• EXCERPT TO READ:
· · · · ·

Judgement Date : 27 July, 2017

Bombay High Court
Mulchand Barku Patil vs The State Of Maharashtra on 27 July, 2017
Bench: Sangitrao S. Patil
             IN THE HIGH COURT OF JUDICATURE AT BOMBAY
                        BENCH AT AURANGABAD

                       CRIMINAL APPEAL NO. 480 OF 2000


Mulchand s/o Barku Patil,
Age : 52 years, Occu. Police
Head Constable, B.No. 729,
Police Station, Shivoor,
Tq. Vaijapur, Dist. Aurangabad                             APPELLANT

       VERSUS

The State of Maharashtra                                   RESPONDENT


                          ----
Mr.N.S. Ghanekar, Advocate for Appellant
Smt.R.P. Gaur, A.P.P. for respondent/State
                          ----

                                    CORAM :   SANGITRAO S. PATIL, J.

                           Reserved on  :     14th JULY, 2017
                           Pronounced on:     27th JULY, 2017


JUDGMENT : 

Heard the learned counsel for the appellant and

the learned A.P.P.

2. Being aggrieved by the judgment and order dated

8th December, 2000, passed in Special Case No. 1 of 1995

by the learned Special Judge (A.C.), Aurangabad,

convicting the appellant for the offences punishable

under Sections 7 and 13 (2) read with Section 13 (1) (d)

of the Prevention of Corruption Act, 1988 ("the Act",

2 criapl480-2000

for short), the present appeal has been filed.

3. In short, it is the case of the prosecution

that the complainant namely Bhausaheb Kisanrao Thombre,

originally resident of Mandki, Taluka Vaijapur, District

Aurangabad, presently residing at Padegaon, Taluka and

District Aurangabad in connection with service in Bajaj

Auto Ltd., Waluj, Aurangabad, received an information

from his nephew namely Devidas Gorakh Thombre about the

quarrel between his father Gorakh and uncle Daulat (i.e.

· · · · ·

• PROVIDED MATERIAL:

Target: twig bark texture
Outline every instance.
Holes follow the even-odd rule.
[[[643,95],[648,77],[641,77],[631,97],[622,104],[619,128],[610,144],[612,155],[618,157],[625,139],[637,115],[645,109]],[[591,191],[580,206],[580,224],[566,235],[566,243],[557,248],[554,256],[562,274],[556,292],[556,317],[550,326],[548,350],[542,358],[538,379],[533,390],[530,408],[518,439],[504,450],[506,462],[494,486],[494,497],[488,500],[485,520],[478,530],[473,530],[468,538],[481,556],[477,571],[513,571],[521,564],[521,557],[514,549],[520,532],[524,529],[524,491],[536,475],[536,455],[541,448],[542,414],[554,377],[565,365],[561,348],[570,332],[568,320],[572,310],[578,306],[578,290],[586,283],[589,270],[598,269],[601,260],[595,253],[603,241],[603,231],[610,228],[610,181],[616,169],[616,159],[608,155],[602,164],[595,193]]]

· · · · ·

• CHALLENGE:
Pull out the passage of the court judgment from "District Aurangabad in" to "uncle Daulat (i.e.", word for word.

• EXERCISE OUTPUT:
District Aurangabad in connection with service in Bajaj

Auto Ltd., Waluj, Aurangabad, received an information

from his nephew namely Devidas Gorakh Thombre about the

quarrel between his father Gorakh and uncle Daulat (i.e.